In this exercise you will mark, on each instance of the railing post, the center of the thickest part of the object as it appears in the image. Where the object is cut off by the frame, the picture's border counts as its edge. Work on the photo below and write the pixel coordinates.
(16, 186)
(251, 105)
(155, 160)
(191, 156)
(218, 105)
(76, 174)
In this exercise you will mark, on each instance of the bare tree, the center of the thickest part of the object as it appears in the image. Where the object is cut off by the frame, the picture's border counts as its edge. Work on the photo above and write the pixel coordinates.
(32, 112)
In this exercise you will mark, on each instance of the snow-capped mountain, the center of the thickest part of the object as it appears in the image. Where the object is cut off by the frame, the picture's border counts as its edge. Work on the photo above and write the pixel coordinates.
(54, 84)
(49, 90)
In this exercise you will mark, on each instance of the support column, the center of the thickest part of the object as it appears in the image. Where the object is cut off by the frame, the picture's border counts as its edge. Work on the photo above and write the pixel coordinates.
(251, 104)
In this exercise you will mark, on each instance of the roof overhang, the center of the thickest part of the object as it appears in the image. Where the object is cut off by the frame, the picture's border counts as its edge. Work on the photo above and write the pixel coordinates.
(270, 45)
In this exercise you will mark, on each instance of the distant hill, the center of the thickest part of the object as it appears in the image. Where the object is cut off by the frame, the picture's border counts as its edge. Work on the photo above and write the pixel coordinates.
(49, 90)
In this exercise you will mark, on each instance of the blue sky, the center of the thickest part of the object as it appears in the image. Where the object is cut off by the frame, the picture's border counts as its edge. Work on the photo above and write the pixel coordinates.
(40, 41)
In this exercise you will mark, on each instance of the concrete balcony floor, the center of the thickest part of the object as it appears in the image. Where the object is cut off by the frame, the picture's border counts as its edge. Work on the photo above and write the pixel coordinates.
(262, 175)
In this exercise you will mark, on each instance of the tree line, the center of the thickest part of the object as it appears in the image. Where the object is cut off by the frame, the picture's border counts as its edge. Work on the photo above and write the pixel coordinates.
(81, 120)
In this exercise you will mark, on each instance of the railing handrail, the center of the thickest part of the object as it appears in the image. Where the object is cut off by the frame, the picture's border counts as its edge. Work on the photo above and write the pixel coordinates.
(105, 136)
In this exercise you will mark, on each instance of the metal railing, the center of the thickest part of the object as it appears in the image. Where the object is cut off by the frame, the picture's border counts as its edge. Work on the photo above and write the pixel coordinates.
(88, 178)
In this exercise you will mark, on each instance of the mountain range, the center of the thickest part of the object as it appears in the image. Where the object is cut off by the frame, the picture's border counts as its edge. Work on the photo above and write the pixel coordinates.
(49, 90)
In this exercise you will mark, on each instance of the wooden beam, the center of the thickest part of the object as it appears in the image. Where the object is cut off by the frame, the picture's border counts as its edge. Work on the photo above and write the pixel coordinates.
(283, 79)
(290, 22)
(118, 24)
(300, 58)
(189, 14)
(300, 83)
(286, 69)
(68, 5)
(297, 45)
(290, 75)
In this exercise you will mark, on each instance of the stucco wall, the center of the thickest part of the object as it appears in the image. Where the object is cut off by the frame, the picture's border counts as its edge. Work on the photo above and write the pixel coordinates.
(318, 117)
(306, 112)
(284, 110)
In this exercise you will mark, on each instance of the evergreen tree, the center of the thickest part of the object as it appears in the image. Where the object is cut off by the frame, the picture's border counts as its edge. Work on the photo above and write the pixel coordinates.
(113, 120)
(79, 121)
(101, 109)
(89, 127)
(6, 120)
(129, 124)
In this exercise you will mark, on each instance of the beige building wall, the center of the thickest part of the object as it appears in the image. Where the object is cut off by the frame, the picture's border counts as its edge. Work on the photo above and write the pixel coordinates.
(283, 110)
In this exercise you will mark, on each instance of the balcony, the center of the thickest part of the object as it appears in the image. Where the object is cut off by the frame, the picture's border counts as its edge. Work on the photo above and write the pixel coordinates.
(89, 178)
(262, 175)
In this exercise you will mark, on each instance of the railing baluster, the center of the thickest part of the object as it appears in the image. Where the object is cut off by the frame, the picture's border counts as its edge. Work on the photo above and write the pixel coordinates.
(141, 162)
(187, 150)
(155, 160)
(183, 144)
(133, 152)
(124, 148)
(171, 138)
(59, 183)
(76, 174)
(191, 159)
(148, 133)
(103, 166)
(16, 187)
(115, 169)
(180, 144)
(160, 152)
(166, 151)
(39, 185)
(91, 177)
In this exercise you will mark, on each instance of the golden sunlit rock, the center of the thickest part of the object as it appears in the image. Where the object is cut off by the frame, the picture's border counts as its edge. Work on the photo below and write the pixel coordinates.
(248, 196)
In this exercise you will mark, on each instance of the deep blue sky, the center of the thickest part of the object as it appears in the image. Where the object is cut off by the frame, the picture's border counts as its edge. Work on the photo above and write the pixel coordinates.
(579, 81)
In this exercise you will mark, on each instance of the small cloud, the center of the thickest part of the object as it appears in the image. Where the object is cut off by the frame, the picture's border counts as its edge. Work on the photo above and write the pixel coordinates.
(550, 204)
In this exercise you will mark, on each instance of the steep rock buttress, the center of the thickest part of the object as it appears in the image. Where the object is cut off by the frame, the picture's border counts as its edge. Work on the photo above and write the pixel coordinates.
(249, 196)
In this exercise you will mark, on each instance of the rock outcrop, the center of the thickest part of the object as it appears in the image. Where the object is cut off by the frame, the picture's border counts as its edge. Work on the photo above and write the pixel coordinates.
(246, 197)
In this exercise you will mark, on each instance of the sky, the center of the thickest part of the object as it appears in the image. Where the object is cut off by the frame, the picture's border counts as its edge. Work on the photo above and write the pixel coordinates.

+ + + + +

■ Task requirements ■
Would you return every line of the data above exactly?

■ Written answer ■
In this exercise you will mark, on each instance of the railing post, the center of the thickest part of the object as it appears in the image. Where the object is cut off by the frame, the picture's border counts as its edge. Work on the photo below and write the pixel coordinates.
(16, 186)
(251, 105)
(155, 160)
(191, 156)
(218, 105)
(76, 174)
In this exercise you will mark, on each instance of the bare tree, the center of the thickest part of the object as it appears in the image. Where the object is cut off by the frame, the picture's border counts as its edge. Work on the photo above and write the pixel coordinates.
(32, 112)
In this exercise you will mark, on each instance of the snow-capped mountain, the center of the thickest part of the object as it appears in the image. Where the object is cut off by the frame, the picture's border counts as its edge. Work on the photo above and write the pixel coordinates.
(54, 84)
(49, 90)
In this exercise you will mark, on each instance of the support column, the center of the thickest part of the object as it appears in the image. Where the object is cut off by the frame, the picture's border counts as its edge. Work on the photo above and write the pixel coordinates.
(251, 104)
In this exercise you will mark, on each instance of the roof overhang, the center of the thickest part of the object as it appears in the image. Where the object is cut off by the frame, the picture's border counts as its edge. Work on the photo above and write the pixel coordinates.
(270, 45)
In this exercise you will mark, on each instance of the distant hill, the center of the thickest part of the object as it appears in the image. Where the object is cut off by the frame, the picture's border counts as its edge. Work on the photo above and write the pixel coordinates.
(49, 90)
In this exercise you will mark, on each instance of the blue sky, the center of the thickest part of the object as it appears in the image. Where the object is cut off by the frame, the picture's border counts as its edge. Work on the photo above and write the pixel coordinates.
(40, 41)
In this exercise you will mark, on each instance of the concrete balcony floor, the center of the thickest part of the object as it appears in the image. Where the object is cut off by the frame, the picture's border counts as its edge. Work on the photo above and write the pixel coordinates.
(262, 175)
In this exercise you will mark, on each instance of the tree line, the center of the thickest part of the object as it appears in the image. Where the object is cut off by the frame, the picture's border counts as its edge. Work on the photo above and write the pixel coordinates.
(81, 120)
In this exercise you will mark, on each instance of the railing handrail, the center of the thickest part of the object as it appears in the image. Where the object is cut off by the frame, the picture's border counts as its edge. Work on the photo above and write the pixel coordinates.
(105, 136)
In this exercise you will mark, on each instance of the metal railing, the center of the thickest part of the object as it appears in the image. Where the object is cut off by the frame, the picture's border counts as its edge. Work on the photo above and write the pixel coordinates.
(88, 178)
In this exercise you will mark, on each instance of the mountain range, the center of the thickest part of the object as it appears in the image. Where the object is cut off by the frame, the picture's border counts as its edge. Work on the photo above and write the pixel coordinates.
(49, 90)
In this exercise you will mark, on each instance of the wooden beam, the center of the thickest part of the object as it appears in the image. Where the object is cut off by the frame, the picture's border counts as its edge. Work on the photo above and write the pixel coordinates.
(283, 79)
(290, 22)
(118, 24)
(300, 58)
(189, 14)
(300, 83)
(286, 69)
(68, 5)
(297, 45)
(290, 75)
In this exercise you will mark, on each instance of the stucco wall, the center of the thickest part of the object as it appears in the image. Where the object is cut off by the frame, the picture's border counts as its edge. Work on the photo above and write the pixel coordinates.
(318, 117)
(306, 112)
(284, 110)
In this exercise you will mark, on each instance of the evergreen tree, the center of the thickest part of the object as it appears in the image. Where the object is cut off by the frame, the picture's border counts as its edge. Work on the photo above and write the pixel coordinates.
(113, 120)
(79, 121)
(101, 109)
(89, 127)
(6, 120)
(129, 124)
In this exercise you will mark, on each instance of the beige building wall, the center of the thickest part of the object as it appears in the image. Where the object is cut off by the frame, the picture's border counts as its edge. Work on the photo above and write the pixel coordinates.
(283, 110)
In this exercise you will mark, on each instance of the balcony, the center of the thickest part of the object as it appears in the image. Where the object is cut off by the frame, the picture's border counts as its edge. Work on the photo above and write the pixel coordinates.
(89, 178)
(262, 175)
In this exercise you will mark, on each instance of the railing baluster, the center of the thickest part of the object as it appears in the image. Where the object is cut off by the frame, the picture's border counts as its edge. Work on the photo above and write the pixel coordinates.
(141, 162)
(187, 150)
(155, 160)
(183, 144)
(133, 152)
(124, 148)
(171, 138)
(59, 183)
(76, 174)
(191, 159)
(148, 133)
(103, 166)
(16, 187)
(115, 169)
(180, 144)
(160, 152)
(166, 151)
(39, 185)
(91, 177)
In this exercise you will mark, on each instance of the golden sunlit rock, the center of the thickest part of the object as it appears in the image. Where the object is cut off by the frame, the picture's border counts as its edge. Work on the photo below and write the pixel coordinates.
(248, 196)
In this exercise you will mark, on each instance of the deep blue sky, the center of the thickest part of the object as it appears in the image. Where the object is cut off by the frame, the picture's border counts as its edge. Work on the photo above and write the pixel coordinates.
(579, 81)
In this exercise you will mark, on each instance of the small cloud, the center of the thickest part of the object as it appears in the image. Where the object is cut off by the frame, the picture's border counts as its edge. Work on the photo above and write the pixel coordinates.
(550, 204)
In this exercise you will mark, on each instance of the steep rock buttress, the center of the thickest part of the object as it appears in the image. Where the object is cut off by the frame, the picture's border counts as its edge. Work on the photo above and write the pixel coordinates.
(249, 196)
In this exercise you will mark, on each instance of the rock outcrop, the center of the thickest part of the object as it appears in the image. Where the object is cut off by the frame, the picture's border counts as its edge. Work on the photo above and write the pixel coordinates.
(246, 197)
In this exercise you will mark, on each instance of the sky, the center of the thickest part of the object as it appears in the image. Where the object is cut off by the frame, the picture's border counts as its edge. Work on the photo above and write the pixel coordinates.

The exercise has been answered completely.